- **STATED TASK**:
Show every line of the rows below that contains the string "petal", treating uppercase and lowercase as distinct.

Entries for pointing and labeling
########################################
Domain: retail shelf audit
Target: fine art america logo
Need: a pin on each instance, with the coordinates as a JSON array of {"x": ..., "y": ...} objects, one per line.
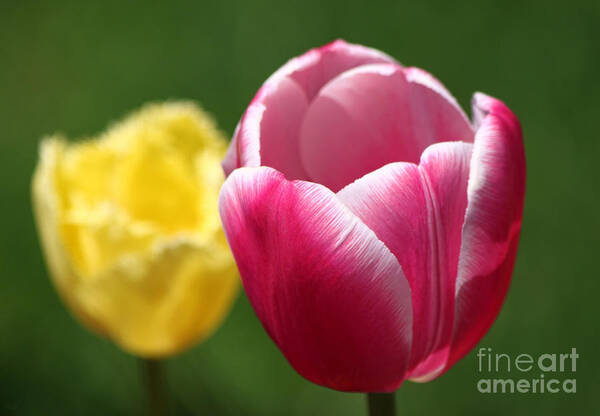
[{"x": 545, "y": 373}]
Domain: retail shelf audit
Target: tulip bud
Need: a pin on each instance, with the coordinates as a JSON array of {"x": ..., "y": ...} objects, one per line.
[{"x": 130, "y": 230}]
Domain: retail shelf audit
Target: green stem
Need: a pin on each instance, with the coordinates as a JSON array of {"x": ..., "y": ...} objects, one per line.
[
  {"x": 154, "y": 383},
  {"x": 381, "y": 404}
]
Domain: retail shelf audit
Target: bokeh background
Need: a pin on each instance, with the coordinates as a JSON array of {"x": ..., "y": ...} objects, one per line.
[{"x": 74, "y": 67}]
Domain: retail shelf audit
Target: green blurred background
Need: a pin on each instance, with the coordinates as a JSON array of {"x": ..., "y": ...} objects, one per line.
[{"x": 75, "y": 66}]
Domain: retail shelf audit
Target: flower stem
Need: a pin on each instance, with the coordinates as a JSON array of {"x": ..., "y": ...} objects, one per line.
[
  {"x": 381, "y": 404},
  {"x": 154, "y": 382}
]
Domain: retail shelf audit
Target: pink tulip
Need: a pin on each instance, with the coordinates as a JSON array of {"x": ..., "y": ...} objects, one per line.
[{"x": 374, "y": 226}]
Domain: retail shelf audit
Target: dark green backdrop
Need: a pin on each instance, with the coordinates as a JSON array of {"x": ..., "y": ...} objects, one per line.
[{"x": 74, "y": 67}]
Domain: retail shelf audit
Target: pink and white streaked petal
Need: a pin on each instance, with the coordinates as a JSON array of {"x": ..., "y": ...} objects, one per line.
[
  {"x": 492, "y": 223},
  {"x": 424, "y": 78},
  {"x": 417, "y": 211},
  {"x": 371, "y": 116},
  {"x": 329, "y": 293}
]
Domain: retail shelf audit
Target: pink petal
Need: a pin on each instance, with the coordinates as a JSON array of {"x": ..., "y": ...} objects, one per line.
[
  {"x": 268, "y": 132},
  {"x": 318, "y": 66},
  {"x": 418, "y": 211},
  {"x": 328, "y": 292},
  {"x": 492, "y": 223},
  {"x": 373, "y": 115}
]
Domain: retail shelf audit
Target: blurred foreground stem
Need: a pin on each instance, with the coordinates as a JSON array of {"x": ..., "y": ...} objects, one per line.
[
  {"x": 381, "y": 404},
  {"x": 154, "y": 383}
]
########################################
- **EXERCISE ANSWER**:
Target: pink and white streaked petal
Target: pink petal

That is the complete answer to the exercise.